Source extract:
The small intestine as a model for evaluating adult tissue stem cell drug targets

Abstract

Adult tissue stem cells are defined and some current controversies are discussed. These crucial cells are responsible for all cell production in renewing tissues, and play a vital role in tissue regeneration. Although reliable stem cell markers are generally unavailable for adult epithelial tissues, the small intestinal crypts are an excellent in vivo model system to study stem cells. Within this tissue, the stem cells have a very well-defined cell position, allowing accurate definition of stem cell specific events. Clonal regeneration assays for the small intestine allow stem cell survival and functional competence to be studied. The ultimate lineage ancestor stem cells are extremely efficiently protected from genetic damage, which accounts for the low cancer incidence in this tissue. Some of the regulatory networks governing stem and transit cell behaviour are beginning to be understood and it is postulated that p53 plays a crucial role in these processes.

Figure 1

Typical stem cell derived cell lineages. (a) A self‐maintaining stem cell (circle) divides to generate a dividing transit lineage (squares). Differentiation events generate different types of functional cells (various symbols). (b) A lineage within which the differentiation event that distinguishes transit cells from stem cells occurs after the third generation in the lineage, thus establishing a potential stem cell compartment.

Required tasks:
• 1. Transcribe the stretch of the passage on intestinal stem cells from "Typical stem cell" through "stem cell compartment.".
• 2. Extend the passage on intestinal stem cells with the part that would come next.

[Pointing data for referring expressions]
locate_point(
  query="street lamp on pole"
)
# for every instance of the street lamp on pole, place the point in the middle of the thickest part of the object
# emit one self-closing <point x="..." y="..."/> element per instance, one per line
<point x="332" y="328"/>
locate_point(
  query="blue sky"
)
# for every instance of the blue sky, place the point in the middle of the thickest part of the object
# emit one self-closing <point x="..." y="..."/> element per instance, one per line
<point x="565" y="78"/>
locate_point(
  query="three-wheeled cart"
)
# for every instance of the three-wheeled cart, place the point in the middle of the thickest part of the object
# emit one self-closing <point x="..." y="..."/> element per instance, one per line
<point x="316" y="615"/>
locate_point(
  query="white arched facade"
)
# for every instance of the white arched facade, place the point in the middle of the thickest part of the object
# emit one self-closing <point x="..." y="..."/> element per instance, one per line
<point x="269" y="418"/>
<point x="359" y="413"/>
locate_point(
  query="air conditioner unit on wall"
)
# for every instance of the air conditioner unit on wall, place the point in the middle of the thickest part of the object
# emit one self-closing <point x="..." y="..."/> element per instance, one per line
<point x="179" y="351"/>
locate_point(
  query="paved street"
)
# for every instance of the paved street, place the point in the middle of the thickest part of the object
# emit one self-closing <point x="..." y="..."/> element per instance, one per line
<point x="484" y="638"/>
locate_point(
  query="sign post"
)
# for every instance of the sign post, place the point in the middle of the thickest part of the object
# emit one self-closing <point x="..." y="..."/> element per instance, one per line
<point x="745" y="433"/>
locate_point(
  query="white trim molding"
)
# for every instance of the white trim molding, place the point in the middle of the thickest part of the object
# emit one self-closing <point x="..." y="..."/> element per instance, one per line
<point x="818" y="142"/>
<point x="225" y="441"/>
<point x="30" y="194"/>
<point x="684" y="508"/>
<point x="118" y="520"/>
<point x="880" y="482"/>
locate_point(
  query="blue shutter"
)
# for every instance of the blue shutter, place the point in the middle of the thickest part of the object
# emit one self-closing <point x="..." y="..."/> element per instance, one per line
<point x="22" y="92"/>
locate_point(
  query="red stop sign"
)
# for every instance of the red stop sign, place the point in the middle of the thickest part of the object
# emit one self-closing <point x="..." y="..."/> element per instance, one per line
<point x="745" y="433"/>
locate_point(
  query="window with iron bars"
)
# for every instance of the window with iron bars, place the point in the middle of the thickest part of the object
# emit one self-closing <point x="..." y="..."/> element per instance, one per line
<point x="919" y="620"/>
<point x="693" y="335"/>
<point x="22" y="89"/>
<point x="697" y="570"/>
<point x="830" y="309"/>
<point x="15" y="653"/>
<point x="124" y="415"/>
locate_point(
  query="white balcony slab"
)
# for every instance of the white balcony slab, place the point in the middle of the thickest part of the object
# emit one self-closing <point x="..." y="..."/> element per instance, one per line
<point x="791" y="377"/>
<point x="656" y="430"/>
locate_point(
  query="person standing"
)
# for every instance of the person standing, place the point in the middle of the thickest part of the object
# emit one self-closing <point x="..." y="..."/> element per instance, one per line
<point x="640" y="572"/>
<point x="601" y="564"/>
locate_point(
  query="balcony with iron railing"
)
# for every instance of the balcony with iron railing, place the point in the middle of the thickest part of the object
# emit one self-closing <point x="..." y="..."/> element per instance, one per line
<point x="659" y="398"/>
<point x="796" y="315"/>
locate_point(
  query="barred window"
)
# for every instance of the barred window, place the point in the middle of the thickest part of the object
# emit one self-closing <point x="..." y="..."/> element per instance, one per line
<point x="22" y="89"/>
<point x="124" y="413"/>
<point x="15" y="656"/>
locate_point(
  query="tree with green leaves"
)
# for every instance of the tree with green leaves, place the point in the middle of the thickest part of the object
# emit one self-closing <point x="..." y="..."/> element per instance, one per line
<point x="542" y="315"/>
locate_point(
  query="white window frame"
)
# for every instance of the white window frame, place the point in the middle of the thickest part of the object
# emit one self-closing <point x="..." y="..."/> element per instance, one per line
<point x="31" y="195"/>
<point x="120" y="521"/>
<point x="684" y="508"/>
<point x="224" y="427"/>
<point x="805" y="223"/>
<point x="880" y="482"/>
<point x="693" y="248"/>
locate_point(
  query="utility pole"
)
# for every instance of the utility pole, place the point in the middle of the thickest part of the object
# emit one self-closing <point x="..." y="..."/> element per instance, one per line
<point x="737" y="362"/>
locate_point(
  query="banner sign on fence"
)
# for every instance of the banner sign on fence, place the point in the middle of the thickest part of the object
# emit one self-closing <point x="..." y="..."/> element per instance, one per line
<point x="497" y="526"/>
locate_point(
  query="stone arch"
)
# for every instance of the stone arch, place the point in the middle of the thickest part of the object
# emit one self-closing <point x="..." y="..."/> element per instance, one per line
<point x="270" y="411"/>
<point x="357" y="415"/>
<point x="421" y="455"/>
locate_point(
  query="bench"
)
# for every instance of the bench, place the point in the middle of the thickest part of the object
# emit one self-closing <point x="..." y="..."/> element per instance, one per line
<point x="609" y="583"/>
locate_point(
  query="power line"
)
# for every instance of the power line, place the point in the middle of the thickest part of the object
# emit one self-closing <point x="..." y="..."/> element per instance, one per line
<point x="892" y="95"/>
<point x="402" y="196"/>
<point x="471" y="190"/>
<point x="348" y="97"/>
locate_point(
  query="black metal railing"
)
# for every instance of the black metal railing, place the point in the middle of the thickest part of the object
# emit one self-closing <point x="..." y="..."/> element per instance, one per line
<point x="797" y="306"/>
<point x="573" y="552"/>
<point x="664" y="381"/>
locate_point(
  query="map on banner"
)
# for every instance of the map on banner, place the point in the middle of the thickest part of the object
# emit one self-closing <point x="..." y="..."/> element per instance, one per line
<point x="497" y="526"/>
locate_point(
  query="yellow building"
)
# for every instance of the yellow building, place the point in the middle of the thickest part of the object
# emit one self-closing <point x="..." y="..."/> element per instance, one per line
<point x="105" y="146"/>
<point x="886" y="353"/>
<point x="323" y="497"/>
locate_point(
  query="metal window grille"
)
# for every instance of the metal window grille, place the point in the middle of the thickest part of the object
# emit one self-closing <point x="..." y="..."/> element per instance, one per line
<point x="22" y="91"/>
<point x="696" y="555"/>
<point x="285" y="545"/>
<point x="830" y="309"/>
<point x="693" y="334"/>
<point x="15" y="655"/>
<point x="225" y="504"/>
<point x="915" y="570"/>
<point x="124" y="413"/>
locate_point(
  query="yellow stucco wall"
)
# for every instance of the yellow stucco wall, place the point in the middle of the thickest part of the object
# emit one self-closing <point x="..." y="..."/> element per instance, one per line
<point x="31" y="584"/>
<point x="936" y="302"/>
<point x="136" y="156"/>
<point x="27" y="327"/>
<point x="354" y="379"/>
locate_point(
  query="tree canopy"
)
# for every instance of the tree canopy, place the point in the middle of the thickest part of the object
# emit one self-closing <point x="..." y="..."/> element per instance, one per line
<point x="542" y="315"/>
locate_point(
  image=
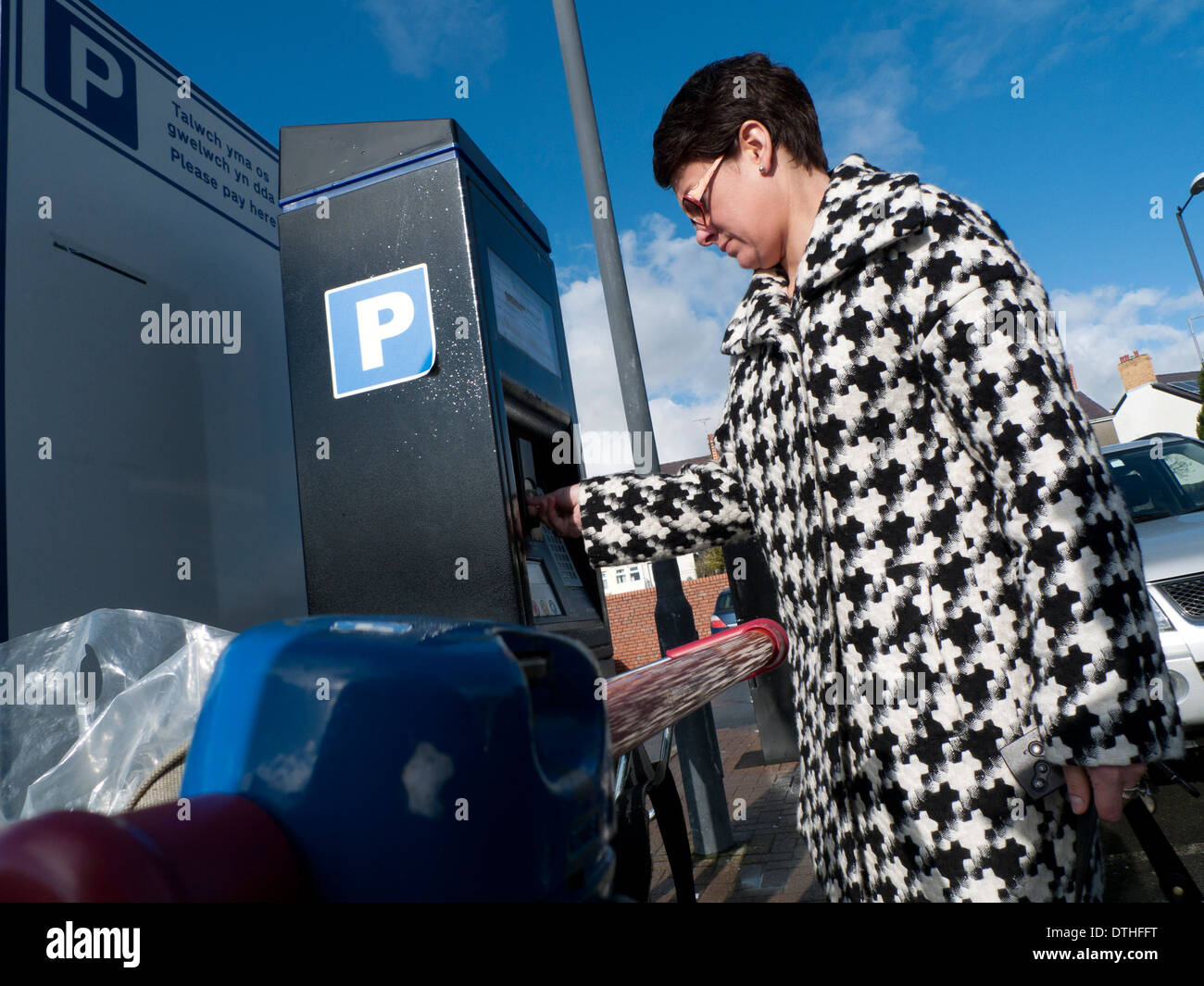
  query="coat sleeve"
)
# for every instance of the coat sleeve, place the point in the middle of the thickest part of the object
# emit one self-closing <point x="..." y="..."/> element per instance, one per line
<point x="1100" y="689"/>
<point x="631" y="517"/>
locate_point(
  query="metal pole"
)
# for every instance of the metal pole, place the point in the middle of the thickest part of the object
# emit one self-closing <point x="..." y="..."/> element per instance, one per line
<point x="1192" y="330"/>
<point x="1183" y="229"/>
<point x="702" y="773"/>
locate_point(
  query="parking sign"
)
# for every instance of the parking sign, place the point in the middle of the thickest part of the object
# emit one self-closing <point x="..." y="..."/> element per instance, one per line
<point x="381" y="331"/>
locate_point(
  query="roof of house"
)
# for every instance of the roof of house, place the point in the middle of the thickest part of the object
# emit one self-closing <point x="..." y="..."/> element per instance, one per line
<point x="1094" y="411"/>
<point x="1185" y="385"/>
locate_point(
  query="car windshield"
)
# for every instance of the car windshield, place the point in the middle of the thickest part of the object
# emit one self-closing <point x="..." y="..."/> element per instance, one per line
<point x="1162" y="478"/>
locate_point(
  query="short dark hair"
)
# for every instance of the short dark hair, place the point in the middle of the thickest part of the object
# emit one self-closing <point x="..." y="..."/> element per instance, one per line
<point x="703" y="119"/>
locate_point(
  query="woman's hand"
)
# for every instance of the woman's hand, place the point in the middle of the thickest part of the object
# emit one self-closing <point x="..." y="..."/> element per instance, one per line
<point x="1107" y="782"/>
<point x="560" y="509"/>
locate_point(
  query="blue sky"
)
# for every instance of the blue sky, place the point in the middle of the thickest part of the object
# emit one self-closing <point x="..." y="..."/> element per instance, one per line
<point x="1110" y="119"/>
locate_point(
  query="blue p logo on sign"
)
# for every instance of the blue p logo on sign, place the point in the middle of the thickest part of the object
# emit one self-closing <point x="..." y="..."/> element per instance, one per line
<point x="91" y="76"/>
<point x="381" y="331"/>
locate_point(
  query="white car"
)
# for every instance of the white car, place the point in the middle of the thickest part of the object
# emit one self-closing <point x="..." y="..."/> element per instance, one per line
<point x="1162" y="480"/>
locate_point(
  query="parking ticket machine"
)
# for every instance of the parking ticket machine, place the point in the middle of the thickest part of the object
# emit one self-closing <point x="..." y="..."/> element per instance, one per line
<point x="430" y="381"/>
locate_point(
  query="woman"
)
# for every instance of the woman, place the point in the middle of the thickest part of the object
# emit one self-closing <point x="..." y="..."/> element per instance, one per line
<point x="902" y="438"/>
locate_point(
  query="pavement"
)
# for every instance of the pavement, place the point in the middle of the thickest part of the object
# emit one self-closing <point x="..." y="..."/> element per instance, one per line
<point x="770" y="861"/>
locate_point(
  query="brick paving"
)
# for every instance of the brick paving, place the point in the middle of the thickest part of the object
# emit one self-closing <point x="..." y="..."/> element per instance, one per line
<point x="770" y="861"/>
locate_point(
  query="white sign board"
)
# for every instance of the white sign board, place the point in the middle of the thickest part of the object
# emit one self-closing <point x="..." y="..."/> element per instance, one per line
<point x="147" y="429"/>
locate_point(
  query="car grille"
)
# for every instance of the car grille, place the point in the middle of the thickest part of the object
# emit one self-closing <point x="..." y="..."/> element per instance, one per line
<point x="1187" y="595"/>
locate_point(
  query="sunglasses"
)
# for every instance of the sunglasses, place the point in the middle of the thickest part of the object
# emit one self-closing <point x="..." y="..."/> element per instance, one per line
<point x="691" y="200"/>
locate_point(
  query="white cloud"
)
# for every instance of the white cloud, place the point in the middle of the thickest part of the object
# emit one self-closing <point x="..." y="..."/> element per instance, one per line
<point x="458" y="35"/>
<point x="1109" y="321"/>
<point x="682" y="299"/>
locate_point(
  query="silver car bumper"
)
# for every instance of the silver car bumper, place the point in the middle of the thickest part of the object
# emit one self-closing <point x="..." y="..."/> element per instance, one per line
<point x="1181" y="632"/>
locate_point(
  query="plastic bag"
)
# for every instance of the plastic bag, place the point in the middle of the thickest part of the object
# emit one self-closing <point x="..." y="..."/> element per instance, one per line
<point x="92" y="706"/>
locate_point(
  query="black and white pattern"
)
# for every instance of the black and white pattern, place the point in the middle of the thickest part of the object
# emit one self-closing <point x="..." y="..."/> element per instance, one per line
<point x="932" y="502"/>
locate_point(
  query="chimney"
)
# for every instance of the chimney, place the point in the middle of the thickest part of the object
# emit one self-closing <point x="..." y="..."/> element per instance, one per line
<point x="1135" y="369"/>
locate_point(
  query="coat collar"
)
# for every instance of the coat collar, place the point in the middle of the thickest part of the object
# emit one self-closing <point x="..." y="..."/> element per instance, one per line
<point x="863" y="211"/>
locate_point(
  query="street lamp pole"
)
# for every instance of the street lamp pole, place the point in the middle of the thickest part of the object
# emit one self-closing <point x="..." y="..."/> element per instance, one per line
<point x="1197" y="187"/>
<point x="1192" y="330"/>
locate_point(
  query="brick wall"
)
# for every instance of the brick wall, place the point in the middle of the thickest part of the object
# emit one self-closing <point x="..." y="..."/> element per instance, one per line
<point x="633" y="626"/>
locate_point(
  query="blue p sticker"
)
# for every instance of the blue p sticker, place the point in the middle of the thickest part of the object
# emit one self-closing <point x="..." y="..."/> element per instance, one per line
<point x="381" y="331"/>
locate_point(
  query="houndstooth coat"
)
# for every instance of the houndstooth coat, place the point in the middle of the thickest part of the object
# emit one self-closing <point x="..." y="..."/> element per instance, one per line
<point x="902" y="440"/>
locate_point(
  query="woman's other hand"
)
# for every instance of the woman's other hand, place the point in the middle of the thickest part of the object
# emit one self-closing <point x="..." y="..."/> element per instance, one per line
<point x="560" y="509"/>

Responses by task:
• 1.
Typical stem cell derived cell lineages. (a) A self‐maintaining stem cell (circle) divides to generate a dividing transit lineage (squares). Differentiation events generate different types of functional cells (various symbols). (b) A lineage within which the differentiation event that distinguishes transit cells from stem cells occurs after the third generation in the lineage, thus establishing a potential stem cell compartment.

• 2.
Figure 2

Schematic showing the possible size of the transit cell lineages in various replacing tissues of the body (mouse). The proportional size of the stem cell compartment decreases as the lineages increase.

Figure 3

Cell lineage believed to account for cell production in the crypts of the mouse small intestine. The position of cells in the lineage can be related to position of cells on the crypt‐villus axis. A similar lineage is believed to explain cell production in the large intestinal crypt. (CP: cell position.)

Figure 4

Hypothetical role of p53 guarding the genome of stem cells in the small intestine. p53 controls damage‐induced apoptosis, asymmetric cell divisions and selective strand segregation in stem cells while directing cell‐cycle arrest and repair in transit cells.

Figure 5

Diagram illustrating the protective mechanisms operating on the small intestine stem cells.

Figure 6

Sections of mouse small intestinal crypts showing label‐retaining cells (left panel) (Potten et al. 2002a) at cell positions 4–5 and Musashi‐1 antibody staining (Potten et al. 2002b) of cells also at the same position (next panel to right). Some cells are also exquisitely sensitive to small doses of radiation and die via apoptosis (Potten 1977; Hendry et al. 1982; Potten & Grant 1998) (right‐hand panel). The second‐to‐right panel shows the cells that respond do injury (5‐fluorouracil exposure) by entering S phase at 24 h (bromodeoxyuridine labelling).

Figure 7

Part of the Delta‐Notch signalling pathway that is believed to be involved in determining asymmetric cell divisions in various developmental systems. Musashi‐1 blocks the translation of M‐Numb and is implicated in asymmetric divisions in early neural stem cells (Nakamura et al. 1994; Kaneko et al. 2000; Imai et al. 2001).

Figure 8

Schematic showing the interactions between β‐catenin/TCF and ephrins in the possible controls on differentiation and cell migration in the small intestinal crypt (Wetering van de et al. 2002; Battle et al. 2002; Booth et al. 2002).